Exercise goal —
Set down the whole listing verbatim.

◇ ◇ ◇ ◇ ◇

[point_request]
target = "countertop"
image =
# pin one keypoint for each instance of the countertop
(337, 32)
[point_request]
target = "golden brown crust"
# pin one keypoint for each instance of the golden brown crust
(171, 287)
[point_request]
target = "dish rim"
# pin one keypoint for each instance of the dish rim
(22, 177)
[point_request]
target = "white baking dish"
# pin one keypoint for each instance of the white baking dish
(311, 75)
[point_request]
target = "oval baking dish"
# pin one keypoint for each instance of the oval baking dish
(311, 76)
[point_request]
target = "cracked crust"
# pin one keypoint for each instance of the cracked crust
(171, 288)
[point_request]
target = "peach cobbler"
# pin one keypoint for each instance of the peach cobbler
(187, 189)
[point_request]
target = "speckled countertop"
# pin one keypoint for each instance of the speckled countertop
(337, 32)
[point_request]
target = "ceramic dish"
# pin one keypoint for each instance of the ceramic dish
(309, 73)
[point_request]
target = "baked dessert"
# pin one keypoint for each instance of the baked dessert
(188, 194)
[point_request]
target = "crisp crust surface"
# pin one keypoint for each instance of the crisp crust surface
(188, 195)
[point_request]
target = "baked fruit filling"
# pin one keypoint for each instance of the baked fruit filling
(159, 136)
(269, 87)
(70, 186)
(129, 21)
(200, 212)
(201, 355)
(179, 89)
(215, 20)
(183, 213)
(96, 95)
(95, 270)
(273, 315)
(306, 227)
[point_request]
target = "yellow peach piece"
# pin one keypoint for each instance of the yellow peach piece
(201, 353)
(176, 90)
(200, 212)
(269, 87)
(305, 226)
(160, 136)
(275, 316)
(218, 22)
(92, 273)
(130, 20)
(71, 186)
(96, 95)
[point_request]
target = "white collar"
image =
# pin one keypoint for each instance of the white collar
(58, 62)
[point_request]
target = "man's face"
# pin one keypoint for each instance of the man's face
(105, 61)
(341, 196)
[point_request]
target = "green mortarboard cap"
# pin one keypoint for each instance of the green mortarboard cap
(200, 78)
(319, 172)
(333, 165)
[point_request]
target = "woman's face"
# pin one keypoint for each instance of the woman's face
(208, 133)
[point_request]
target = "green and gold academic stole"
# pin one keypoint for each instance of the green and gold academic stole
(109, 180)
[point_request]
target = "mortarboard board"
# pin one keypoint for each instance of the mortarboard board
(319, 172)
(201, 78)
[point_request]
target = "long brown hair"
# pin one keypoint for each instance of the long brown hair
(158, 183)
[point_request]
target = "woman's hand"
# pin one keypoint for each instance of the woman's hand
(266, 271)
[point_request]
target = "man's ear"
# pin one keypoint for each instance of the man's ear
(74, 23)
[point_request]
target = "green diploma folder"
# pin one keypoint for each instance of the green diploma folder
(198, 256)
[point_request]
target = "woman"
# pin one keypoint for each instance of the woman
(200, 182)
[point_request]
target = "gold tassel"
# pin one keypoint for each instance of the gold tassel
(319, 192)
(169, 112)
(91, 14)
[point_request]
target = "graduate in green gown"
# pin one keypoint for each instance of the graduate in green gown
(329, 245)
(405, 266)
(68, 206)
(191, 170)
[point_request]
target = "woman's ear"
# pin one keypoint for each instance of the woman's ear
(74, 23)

◇ ◇ ◇ ◇ ◇

Written response —
[point_request]
target = "countertop"
image =
# pin one keypoint for each instance of the countertop
(337, 32)
[point_request]
target = "golden brown crust"
# pin one keypoint for each instance of the golden brown crust
(171, 287)
[point_request]
target = "dish rim"
# pin one keypoint for each instance of the dish rim
(22, 177)
[point_request]
target = "white baking dish"
# pin one keypoint for each instance of the white baking dish
(311, 75)
[point_request]
target = "oval baking dish"
# pin one keypoint for each instance of the oval baking dish
(311, 76)
[point_request]
target = "cracked crust"
# pin one keypoint for each instance of the cracked crust
(171, 288)
[point_request]
target = "peach cobbler"
# pin one keypoint for each instance of the peach cobbler
(187, 189)
[point_request]
target = "speckled countertop"
# pin one keypoint for each instance of the speckled countertop
(337, 32)
[point_request]
target = "ceramic dish"
# pin one keypoint for each instance of the ceramic dish
(309, 73)
[point_request]
target = "baked dessert"
# pin one keypoint for each instance of the baked dessert
(188, 194)
[point_request]
target = "crisp crust surface"
# pin one keypoint for each instance of the crisp crust surface
(188, 195)
[point_request]
target = "baked fruit filling"
# pin one keypoint for each instance of the baked fruit filling
(159, 136)
(269, 87)
(70, 186)
(129, 21)
(200, 212)
(201, 355)
(179, 89)
(215, 20)
(183, 213)
(96, 95)
(95, 270)
(273, 315)
(306, 227)
[point_request]
target = "yellow peach piece"
# pin one keypoint for each instance of the yellow peach piece
(201, 353)
(176, 90)
(200, 212)
(269, 87)
(305, 226)
(160, 136)
(275, 316)
(218, 22)
(92, 273)
(130, 20)
(71, 186)
(96, 95)
[point_request]
target = "white collar"
image =
# pin one keypoint for each instance of the white collar
(58, 62)
[point_request]
target = "man's face"
# pin one keypoint for each instance of the man's face
(105, 61)
(341, 196)
[point_request]
target = "green mortarboard cap"
# pin one keypoint for each instance of the green mortarboard cap
(200, 78)
(319, 172)
(333, 165)
[point_request]
target = "woman's face"
# pin one keypoint for each instance of the woman's face
(208, 133)
[point_request]
target = "green and gold academic stole"
# pin one keypoint for each instance of the green and gold academic stole
(109, 180)
[point_request]
target = "mortarboard board"
# pin one keypoint for each instance of the mortarboard board
(319, 172)
(201, 78)
[point_request]
target = "long brown hair"
# pin one keypoint for each instance of the long brown hair
(158, 183)
[point_request]
target = "woman's hand"
# pin one keypoint for each instance of the woman's hand
(266, 271)
[point_request]
target = "man's ear"
# pin one keypoint for each instance of the man's ear
(74, 23)
[point_request]
target = "green diploma folder"
# pin one keypoint for each instance of the green diploma folder
(198, 256)
[point_request]
target = "woman"
# pin one keypoint for each instance of the woman
(200, 182)
[point_request]
target = "gold tassel"
# pin one keypoint for each instance of the gold tassel
(319, 192)
(169, 112)
(91, 14)
[point_request]
target = "graduate in green gown"
# pin one keypoint for each instance of the graduate in green gown
(329, 245)
(405, 266)
(68, 206)
(191, 170)
[point_request]
target = "woman's ear"
# pin one keypoint for each instance of the woman's ear
(74, 23)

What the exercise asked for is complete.